Only the pictures are to be left out; set down the rest of the records exactly.

───── SUPPLIED DATA ─────

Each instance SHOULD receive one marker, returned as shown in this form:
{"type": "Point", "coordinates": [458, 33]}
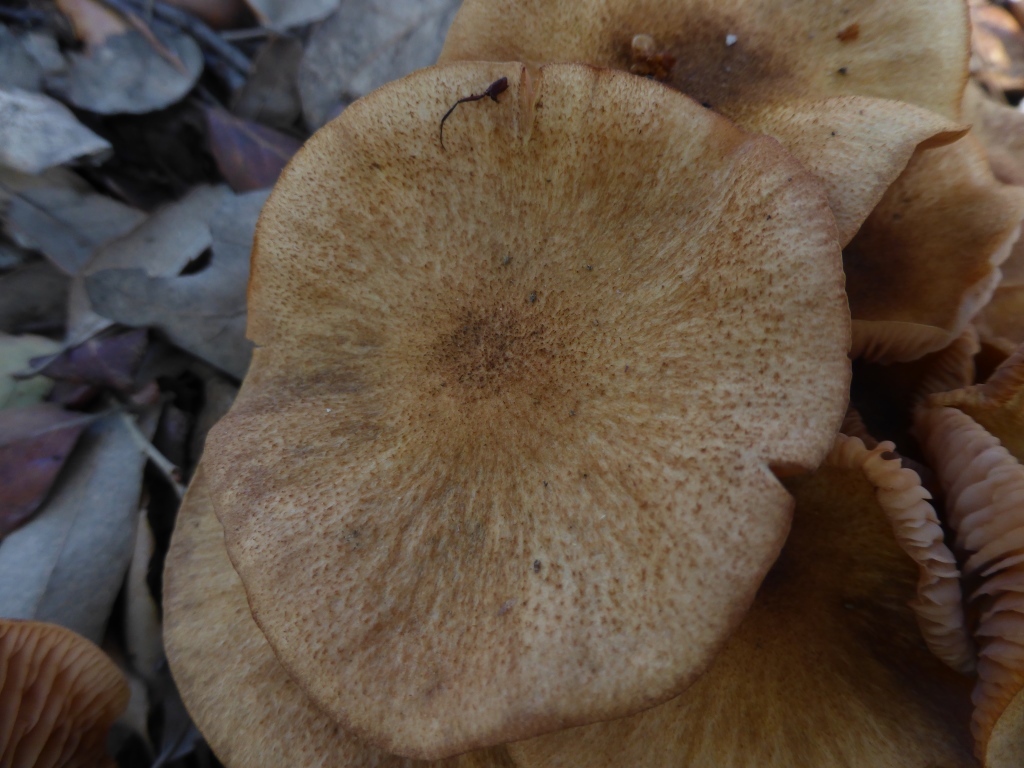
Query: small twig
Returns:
{"type": "Point", "coordinates": [161, 462]}
{"type": "Point", "coordinates": [142, 28]}
{"type": "Point", "coordinates": [494, 91]}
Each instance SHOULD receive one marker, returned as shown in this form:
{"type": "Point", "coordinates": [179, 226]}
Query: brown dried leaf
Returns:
{"type": "Point", "coordinates": [366, 44]}
{"type": "Point", "coordinates": [108, 361]}
{"type": "Point", "coordinates": [35, 441]}
{"type": "Point", "coordinates": [67, 565]}
{"type": "Point", "coordinates": [93, 22]}
{"type": "Point", "coordinates": [249, 156]}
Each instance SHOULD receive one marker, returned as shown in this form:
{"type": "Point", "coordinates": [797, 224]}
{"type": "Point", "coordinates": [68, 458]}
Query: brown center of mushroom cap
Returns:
{"type": "Point", "coordinates": [508, 346]}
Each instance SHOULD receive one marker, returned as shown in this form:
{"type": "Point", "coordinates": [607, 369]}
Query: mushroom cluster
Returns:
{"type": "Point", "coordinates": [542, 458]}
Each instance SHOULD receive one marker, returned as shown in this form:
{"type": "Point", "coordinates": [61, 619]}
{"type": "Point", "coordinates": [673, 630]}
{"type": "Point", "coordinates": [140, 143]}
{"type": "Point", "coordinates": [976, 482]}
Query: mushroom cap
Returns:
{"type": "Point", "coordinates": [827, 669]}
{"type": "Point", "coordinates": [832, 98]}
{"type": "Point", "coordinates": [505, 449]}
{"type": "Point", "coordinates": [239, 695]}
{"type": "Point", "coordinates": [928, 256]}
{"type": "Point", "coordinates": [58, 696]}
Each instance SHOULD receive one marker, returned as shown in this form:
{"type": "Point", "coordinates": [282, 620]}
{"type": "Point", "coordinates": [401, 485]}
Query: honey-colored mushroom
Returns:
{"type": "Point", "coordinates": [58, 696]}
{"type": "Point", "coordinates": [503, 462]}
{"type": "Point", "coordinates": [828, 669]}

─────

▸ **OUTPUT OF THE EXERCISE**
Each instance SHOULD receive one marker, returned as shown in this form:
{"type": "Point", "coordinates": [458, 33]}
Query: small twig
Returns:
{"type": "Point", "coordinates": [161, 462]}
{"type": "Point", "coordinates": [142, 28]}
{"type": "Point", "coordinates": [494, 91]}
Each instance SHOULD receive one marker, returned as shown in this form:
{"type": "Point", "coordinates": [179, 226]}
Query: brown dried leaf
Returns:
{"type": "Point", "coordinates": [366, 44]}
{"type": "Point", "coordinates": [108, 361]}
{"type": "Point", "coordinates": [35, 441]}
{"type": "Point", "coordinates": [67, 565]}
{"type": "Point", "coordinates": [93, 22]}
{"type": "Point", "coordinates": [249, 156]}
Each instance SHOULD receive one marker, returned as shown in this form:
{"type": "Point", "coordinates": [797, 224]}
{"type": "Point", "coordinates": [68, 458]}
Query: brown center of mushroom cap
Returns:
{"type": "Point", "coordinates": [508, 346]}
Each instance SHOULD receive one marker, returned as shown in this form:
{"type": "Point", "coordinates": [607, 369]}
Query: mushroom cluster
Returns:
{"type": "Point", "coordinates": [542, 458]}
Each instance SHOULD receive one marker, returned as shown in this form:
{"type": "Point", "coordinates": [61, 619]}
{"type": "Point", "coordinates": [673, 630]}
{"type": "Point", "coordinates": [140, 143]}
{"type": "Point", "coordinates": [976, 482]}
Query: mushroom cap
Returns:
{"type": "Point", "coordinates": [827, 669]}
{"type": "Point", "coordinates": [832, 98]}
{"type": "Point", "coordinates": [505, 449]}
{"type": "Point", "coordinates": [239, 695]}
{"type": "Point", "coordinates": [928, 256]}
{"type": "Point", "coordinates": [58, 696]}
Each instance SHOULD receive one marker, returned as shown in this form:
{"type": "Point", "coordinates": [282, 620]}
{"type": "Point", "coordinates": [401, 485]}
Query: honey-colored mushroom
Returns:
{"type": "Point", "coordinates": [58, 696]}
{"type": "Point", "coordinates": [503, 462]}
{"type": "Point", "coordinates": [828, 669]}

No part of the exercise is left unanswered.